## Directions for this task
Swap "green" for "lush" in the stretch from the line containing "the cumulus cloud." through the line containing "[0,216,233,320]", and give back only those lines with everything else left as it is.

## Dataset excerpts

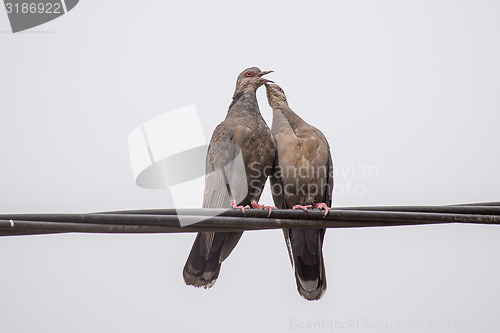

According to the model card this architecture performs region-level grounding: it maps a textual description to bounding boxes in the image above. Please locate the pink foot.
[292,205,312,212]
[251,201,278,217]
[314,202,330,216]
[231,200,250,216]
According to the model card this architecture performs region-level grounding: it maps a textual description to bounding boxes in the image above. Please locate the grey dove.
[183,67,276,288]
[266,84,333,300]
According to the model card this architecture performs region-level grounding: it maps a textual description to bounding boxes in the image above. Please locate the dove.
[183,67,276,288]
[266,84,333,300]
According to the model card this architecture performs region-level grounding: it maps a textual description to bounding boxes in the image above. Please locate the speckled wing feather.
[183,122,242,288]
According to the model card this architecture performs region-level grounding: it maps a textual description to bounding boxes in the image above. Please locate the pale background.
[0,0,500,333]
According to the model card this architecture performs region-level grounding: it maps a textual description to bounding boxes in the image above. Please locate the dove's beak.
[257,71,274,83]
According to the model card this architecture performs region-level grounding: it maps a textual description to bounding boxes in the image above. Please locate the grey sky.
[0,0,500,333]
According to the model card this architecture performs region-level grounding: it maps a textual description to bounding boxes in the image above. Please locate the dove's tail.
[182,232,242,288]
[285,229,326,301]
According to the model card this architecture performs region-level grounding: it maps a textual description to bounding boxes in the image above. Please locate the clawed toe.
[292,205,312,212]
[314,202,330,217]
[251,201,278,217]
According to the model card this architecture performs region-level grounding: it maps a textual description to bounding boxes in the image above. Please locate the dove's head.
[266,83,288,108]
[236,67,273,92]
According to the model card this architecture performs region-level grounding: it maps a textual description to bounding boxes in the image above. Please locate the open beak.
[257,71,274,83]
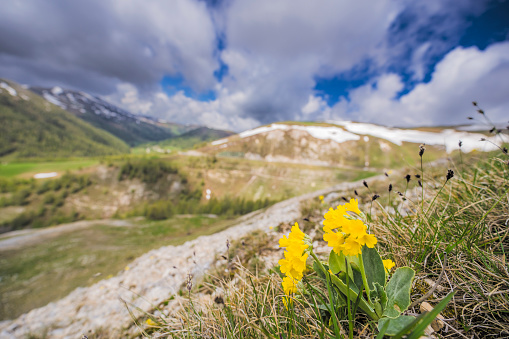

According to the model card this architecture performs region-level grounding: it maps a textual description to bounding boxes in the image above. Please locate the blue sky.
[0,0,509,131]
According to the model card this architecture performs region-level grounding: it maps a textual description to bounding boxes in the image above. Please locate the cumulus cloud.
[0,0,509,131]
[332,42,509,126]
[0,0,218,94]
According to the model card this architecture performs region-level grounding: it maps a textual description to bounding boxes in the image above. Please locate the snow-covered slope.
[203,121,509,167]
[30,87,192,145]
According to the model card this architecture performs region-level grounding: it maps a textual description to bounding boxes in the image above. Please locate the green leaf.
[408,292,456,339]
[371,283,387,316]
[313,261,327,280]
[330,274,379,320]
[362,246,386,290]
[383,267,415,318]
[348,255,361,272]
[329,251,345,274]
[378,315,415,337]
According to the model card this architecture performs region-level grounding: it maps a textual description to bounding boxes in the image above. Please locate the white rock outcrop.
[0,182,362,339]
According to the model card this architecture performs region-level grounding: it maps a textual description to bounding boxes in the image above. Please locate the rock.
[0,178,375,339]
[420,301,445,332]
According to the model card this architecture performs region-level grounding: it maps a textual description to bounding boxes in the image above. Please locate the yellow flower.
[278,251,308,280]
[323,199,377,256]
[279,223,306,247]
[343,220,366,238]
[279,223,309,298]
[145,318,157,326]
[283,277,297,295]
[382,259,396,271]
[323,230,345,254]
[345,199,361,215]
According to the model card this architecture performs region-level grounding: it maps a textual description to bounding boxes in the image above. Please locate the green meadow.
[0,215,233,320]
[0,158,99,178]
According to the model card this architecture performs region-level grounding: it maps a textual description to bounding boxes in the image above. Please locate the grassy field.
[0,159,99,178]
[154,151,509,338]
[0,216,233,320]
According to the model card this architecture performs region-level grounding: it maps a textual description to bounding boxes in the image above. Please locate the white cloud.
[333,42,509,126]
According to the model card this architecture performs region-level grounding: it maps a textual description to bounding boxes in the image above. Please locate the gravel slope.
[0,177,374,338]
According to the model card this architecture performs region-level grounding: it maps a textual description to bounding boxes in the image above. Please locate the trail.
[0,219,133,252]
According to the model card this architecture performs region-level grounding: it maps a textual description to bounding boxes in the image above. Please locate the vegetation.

## Expected output
According to the model card this architecture performs region-level grounding: it maps a textual description to bounding boxes in the image above. Please locate the cumulus cloud.
[0,0,509,131]
[332,42,509,126]
[0,0,218,94]
According to the model card this architecture performs region-level grounding: it maps a textual description to bounding boxes in the image above. Please locate the snow-covered slope.
[203,121,509,167]
[30,87,192,145]
According to the model card this architecture performs region-level grounding: it maps a textual description to bounding boxes in the image above. Please locate the lush leaf.
[408,292,456,339]
[371,283,387,316]
[313,261,327,280]
[330,274,379,320]
[362,246,386,290]
[383,267,415,318]
[348,255,361,272]
[329,251,345,274]
[378,315,415,337]
According to the model card this architecture performs region-level grounding: it maps a textual description to bounding boxes in the image above. Please locate the white rock outcrop.
[0,182,362,339]
According to the model card this architecture performs region-level grounding: it maps a textual description to bounding boxes in the image above. Please locate the rock.
[0,178,375,339]
[420,301,445,332]
According to the model card this architecture performs region-level grounding: it maps a textual description to bounding boxes in the image above. Please locate the yellow flower.
[278,251,308,280]
[323,199,377,256]
[279,223,306,247]
[343,220,366,238]
[279,223,309,298]
[145,318,157,326]
[283,277,297,295]
[382,259,396,271]
[323,230,345,254]
[345,199,361,215]
According to the model card this architecture performs region-level grounding: it maps a textual description to bounding boxes in the image above. Please locate the lush meadow.
[0,215,233,320]
[0,158,99,178]
According to the model card this architecture performs region-level grounding: it maps a textual description to bounding boxes in the image above. Please locate the grassy field.
[0,159,99,178]
[154,151,509,338]
[0,216,233,320]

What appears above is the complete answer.